++++ THE DATA ++++

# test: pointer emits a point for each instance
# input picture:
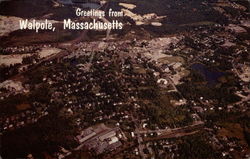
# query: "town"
(146, 92)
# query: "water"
(84, 5)
(211, 76)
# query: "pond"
(210, 75)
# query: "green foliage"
(196, 147)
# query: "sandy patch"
(236, 28)
(48, 52)
(145, 19)
(127, 5)
(245, 75)
(12, 59)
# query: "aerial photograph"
(124, 79)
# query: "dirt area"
(48, 52)
(12, 59)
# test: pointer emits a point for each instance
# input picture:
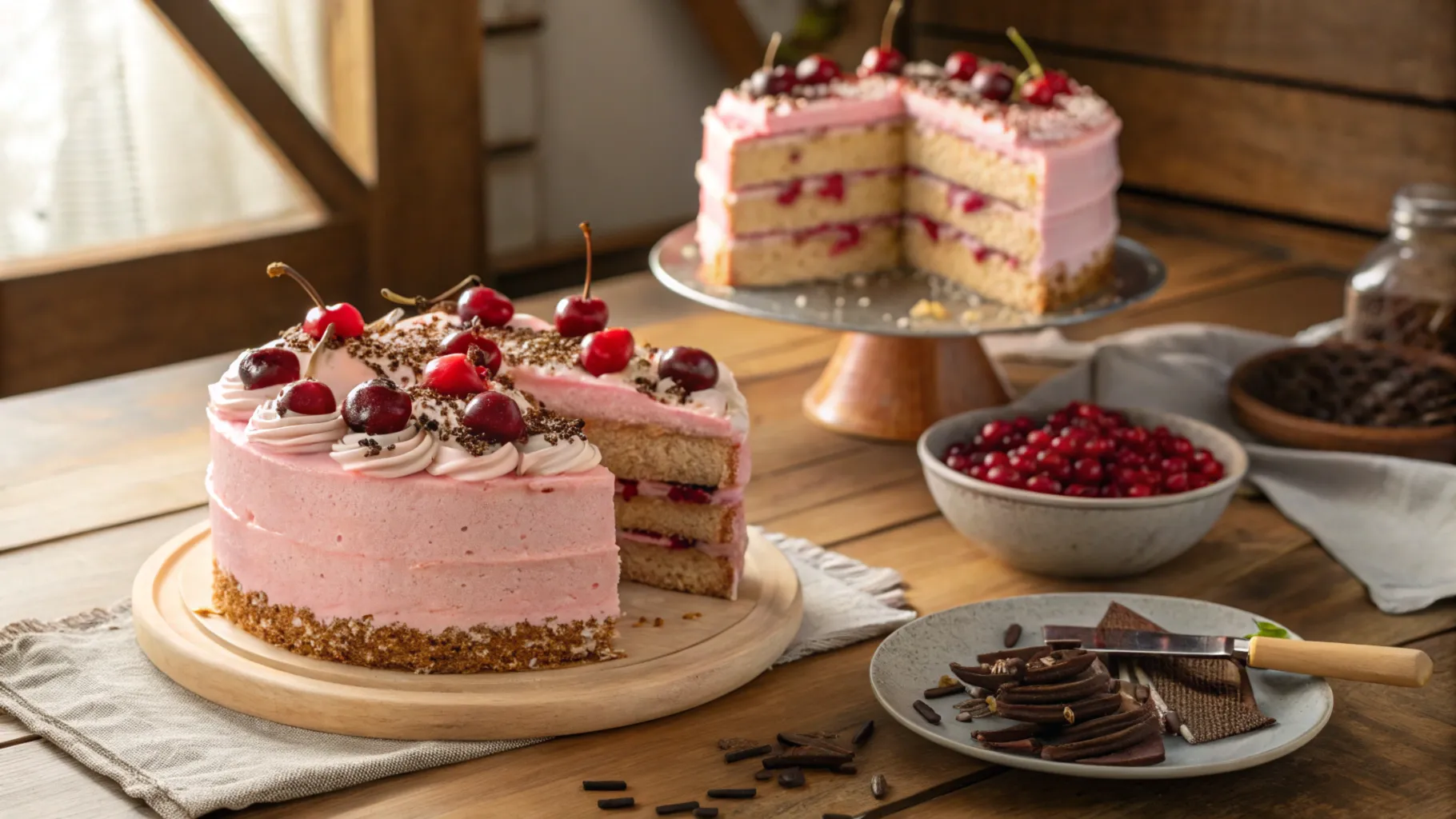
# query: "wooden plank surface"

++++

YOUR GOAL:
Output all of the data above as a numbered list, skipping any blank lines. Leave the pictures out.

THE SOLUTION:
1. # test: pointer emits a point for each instance
2. # input picture:
3. # query: "town"
4. (146, 92)
5. # query: "water"
6. (84, 5)
7. (211, 76)
8. # query: "pond"
9. (210, 75)
10. # query: "green foliage"
11. (196, 147)
12. # query: "sandy patch"
13. (236, 28)
14. (48, 52)
15. (145, 19)
16. (127, 5)
17. (245, 75)
18. (12, 59)
19. # query: "aerial photograph"
20. (124, 79)
21. # query: "dirt area"
22. (48, 52)
23. (12, 59)
24. # test: pointer emits a point for each instance
25. # input picture:
26. # query: "wooden plank surface"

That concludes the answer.